→ **What you are asked to do**
Put every line of the data below into a numbered list, leaving out any blank lines.

→ **Data extract**
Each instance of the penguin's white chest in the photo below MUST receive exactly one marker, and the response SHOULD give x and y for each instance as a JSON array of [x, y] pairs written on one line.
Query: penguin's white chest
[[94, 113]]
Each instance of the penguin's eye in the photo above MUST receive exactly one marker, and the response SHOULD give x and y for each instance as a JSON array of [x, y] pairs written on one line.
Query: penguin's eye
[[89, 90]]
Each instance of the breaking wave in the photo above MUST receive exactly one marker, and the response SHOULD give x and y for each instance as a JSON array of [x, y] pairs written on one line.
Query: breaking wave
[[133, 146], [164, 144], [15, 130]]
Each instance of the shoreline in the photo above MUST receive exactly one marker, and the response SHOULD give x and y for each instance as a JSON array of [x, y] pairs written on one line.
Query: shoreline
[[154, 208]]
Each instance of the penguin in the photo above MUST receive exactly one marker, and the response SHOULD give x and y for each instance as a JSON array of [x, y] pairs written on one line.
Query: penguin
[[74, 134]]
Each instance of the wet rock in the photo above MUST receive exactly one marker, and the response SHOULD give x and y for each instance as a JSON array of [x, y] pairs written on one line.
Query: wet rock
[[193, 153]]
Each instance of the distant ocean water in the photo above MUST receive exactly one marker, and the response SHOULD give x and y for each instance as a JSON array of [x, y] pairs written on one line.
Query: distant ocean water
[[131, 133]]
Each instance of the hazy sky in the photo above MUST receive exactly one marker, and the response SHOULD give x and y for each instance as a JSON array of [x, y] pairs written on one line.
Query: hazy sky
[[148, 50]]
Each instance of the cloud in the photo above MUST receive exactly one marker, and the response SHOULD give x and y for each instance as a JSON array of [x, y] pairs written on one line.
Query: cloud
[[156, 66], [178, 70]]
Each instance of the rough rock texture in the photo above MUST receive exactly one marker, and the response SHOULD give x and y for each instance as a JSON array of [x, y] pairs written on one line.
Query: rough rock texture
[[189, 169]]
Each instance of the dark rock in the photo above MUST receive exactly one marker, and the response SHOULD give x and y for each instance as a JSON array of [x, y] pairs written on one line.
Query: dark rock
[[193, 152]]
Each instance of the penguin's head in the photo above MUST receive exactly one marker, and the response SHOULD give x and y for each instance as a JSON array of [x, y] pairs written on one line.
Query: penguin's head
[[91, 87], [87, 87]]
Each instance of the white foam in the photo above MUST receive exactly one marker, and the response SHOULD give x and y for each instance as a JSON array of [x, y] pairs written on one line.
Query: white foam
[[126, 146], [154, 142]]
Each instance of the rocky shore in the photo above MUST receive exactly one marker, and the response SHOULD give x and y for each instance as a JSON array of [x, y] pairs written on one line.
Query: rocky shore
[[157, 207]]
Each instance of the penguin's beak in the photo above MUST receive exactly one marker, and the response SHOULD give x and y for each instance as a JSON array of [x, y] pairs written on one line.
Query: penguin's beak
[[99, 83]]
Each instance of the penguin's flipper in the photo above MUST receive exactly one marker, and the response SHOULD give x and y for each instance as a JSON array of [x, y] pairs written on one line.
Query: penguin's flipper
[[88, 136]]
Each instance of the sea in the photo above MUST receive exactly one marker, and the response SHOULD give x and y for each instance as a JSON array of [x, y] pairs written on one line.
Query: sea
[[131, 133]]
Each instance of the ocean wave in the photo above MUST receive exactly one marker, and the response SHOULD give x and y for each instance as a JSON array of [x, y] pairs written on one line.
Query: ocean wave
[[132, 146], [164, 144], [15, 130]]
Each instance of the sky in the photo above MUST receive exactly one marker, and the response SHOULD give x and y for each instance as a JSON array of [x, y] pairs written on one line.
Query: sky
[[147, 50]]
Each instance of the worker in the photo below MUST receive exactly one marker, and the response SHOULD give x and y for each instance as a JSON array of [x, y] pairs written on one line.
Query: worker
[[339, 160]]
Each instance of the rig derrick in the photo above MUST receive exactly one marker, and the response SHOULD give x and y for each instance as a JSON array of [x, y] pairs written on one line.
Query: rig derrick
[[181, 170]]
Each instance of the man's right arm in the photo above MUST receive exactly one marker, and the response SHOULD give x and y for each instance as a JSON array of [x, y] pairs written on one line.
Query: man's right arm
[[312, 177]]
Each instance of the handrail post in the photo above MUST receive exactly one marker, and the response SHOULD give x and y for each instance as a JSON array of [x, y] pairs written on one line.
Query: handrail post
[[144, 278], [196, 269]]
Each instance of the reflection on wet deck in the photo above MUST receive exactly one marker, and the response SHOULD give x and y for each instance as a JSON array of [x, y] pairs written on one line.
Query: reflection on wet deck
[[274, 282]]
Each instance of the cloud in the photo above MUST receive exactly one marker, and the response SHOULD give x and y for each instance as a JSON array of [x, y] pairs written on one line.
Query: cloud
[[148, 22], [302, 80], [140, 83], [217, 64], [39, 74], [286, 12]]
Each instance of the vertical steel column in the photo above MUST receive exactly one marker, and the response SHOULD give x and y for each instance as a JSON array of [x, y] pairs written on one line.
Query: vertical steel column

→ **Answer to the exercise**
1. Each instance of the penguin's white chest in the photo below MUST receive exactly one marker, and the response SHOULD give x and y for each instance as a JSON array of [x, y] pairs written on one line.
2. Query: penguin's white chest
3. [[94, 113]]
4. Each instance of the penguin's eye in the photo above MUST receive exactly one marker, and the response SHOULD give x and y for each instance as a JSON array of [x, y] pairs written on one line.
5. Query: penguin's eye
6. [[89, 90]]
7. Each instance of the breaking wave in the photo above MUST receive exactly one marker, and the response SHOULD give x and y for each instance as a JSON array of [x, y] pairs written on one line.
8. Query: breaking wave
9. [[133, 146], [164, 144], [15, 130]]
10. Each instance of the shoreline in the photo above MUST receive exactly one marker, and the response SHOULD give x and y for each instance as a JSON array of [x, y] pairs written on one line.
11. Query: shoreline
12. [[154, 208]]
13. Each instance of the penguin in the photo above MUST receive exactly one marker, and the response SHOULD give x and y for each instance as a JSON array of [x, y] pairs written on one line.
14. Query: penguin
15. [[74, 134]]
16. Each instance of the wet rock in the photo above MUST receive exactly one marker, and the response SHOULD give x and y for each instance as a JSON array of [x, y] pairs written on one line.
17. Query: wet rock
18. [[193, 153]]
19. Each instance of the distant ocean water in the photo above MUST receive exactly one marker, and the response SHOULD give x and y for each instance as a JSON array of [x, y] pairs written on one line.
20. Query: distant ocean water
21. [[131, 133]]
22. Each instance of the hazy sky in the photo above MUST receive exactly one marker, and the response SHOULD give x and y for each instance as a JSON array of [x, y] pairs written on one line.
23. Query: hazy sky
24. [[148, 50]]
25. Each instance of the cloud in the photo above MUST receive exactly one marker, and the response SHOULD give x and y for each instance as a JSON array of [x, y] pairs written on one line.
26. Query: cloud
27. [[156, 66], [178, 70]]
28. Each instance of the rough rock texture in the photo above MUST receive exactly one marker, and the response SHOULD give x and y for each instance as a JSON array of [x, y] pairs written on one line.
29. Query: rough rock texture
30. [[189, 169]]
31. Each instance of the dark rock in the photo above MUST receive exactly one marker, and the response SHOULD give x and y for each instance as a JSON array of [x, y] pairs written on one line.
32. Query: dark rock
33. [[193, 152]]
34. Each instance of the penguin's head in the photo above MUST receive exactly one marker, and the response SHOULD give x and y for each instance as a JSON array of [x, y] pairs written on one line.
35. Query: penguin's head
36. [[91, 87], [87, 87]]
37. Each instance of the white foam in the photo above MUST receive exactly one marker, and the response SHOULD give x and y for each instance as a JSON array of [x, y] pairs written on one line.
38. Query: white foam
39. [[126, 146], [154, 142]]
40. Each instance of the rocky shore in the photo above MUST receive exactly one marker, and the response SHOULD give x and y for each instance as a JSON array of [x, y] pairs written on one line.
41. Query: rocky shore
42. [[157, 207]]
43. Each instance of the penguin's beak in the photo above MUST receive exactly one marker, and the response SHOULD give x and y for each instance as a JSON array of [x, y] pairs written on one line.
44. Query: penguin's beak
45. [[99, 83]]
46. Each instance of the penguin's flipper in the photo above MUST receive exactly one marker, and the response SHOULD give x and y for each instance as a JSON array of [x, y] pairs written on one line.
47. Query: penguin's flipper
48. [[88, 136]]
49. Each instance of the sea in the photo above MUST receive exactly one marker, and the response SHOULD give x and y for each instance as a JSON array of [x, y] pairs written on one line.
50. Query: sea
51. [[131, 133]]
52. Each instance of the ocean wave in the photo above MUST receive exactly one marker, and the response SHOULD give x and y for each instance as a JSON array of [x, y] pairs written on one line.
53. Query: ocean wave
54. [[132, 146], [164, 144], [15, 130]]
55. Each instance of the sky in the photo above MUST receive exactly one marker, and the response SHOULD give x and y for each instance as a JSON array of [x, y] pairs written on one line.
56. Query: sky
57. [[147, 50]]
58. Each instance of the worker in the photo below MUST receive exactly one marker, and the response SHOULD give x and y for each instance as a JSON array of [x, y] pairs written on one line.
59. Query: worker
60. [[339, 160]]
61. Each instance of the rig derrick in the photo above MUST receive exactly one marker, and the response SHOULD give x and y for each instance as a JSON array of [x, y] pairs written on one line.
62. Query: rig derrick
63. [[181, 170]]
64. Each instance of the man's right arm in the photo above MUST receive exactly one marker, and the response SHOULD give x and y for each instance as a JSON array of [x, y] pairs written on one line.
65. Query: man's right arm
66. [[312, 177]]
67. Each instance of the handrail post in the photo above MUST receive exactly one marker, and the response SHOULD give x and y for each instance as a JSON array of [x, y] pairs written on one line.
68. Query: handrail post
69. [[144, 278], [196, 269]]
70. Each instance of the reflection on wet deck in the photo above MUST receive exactly one marker, and the response SHOULD give x and y for each instance as a JSON array of [x, y] pairs written on one line.
71. Query: reflection on wet deck
72. [[274, 282]]
73. Each instance of the cloud in the photo above MUST receive exactly one marker, and the response SHOULD give x and y for each instance as a JSON array of [x, y] pairs written on one line.
74. Query: cloud
75. [[148, 22], [302, 80], [140, 83], [217, 64], [39, 74], [286, 12]]
76. Each instance of the vertical steel column in the photo above MUST receive exactly one marker, and the response SHOULD give x and y for each instance as a JSON array of [x, y] pairs written on one line.
77. Query: vertical steel column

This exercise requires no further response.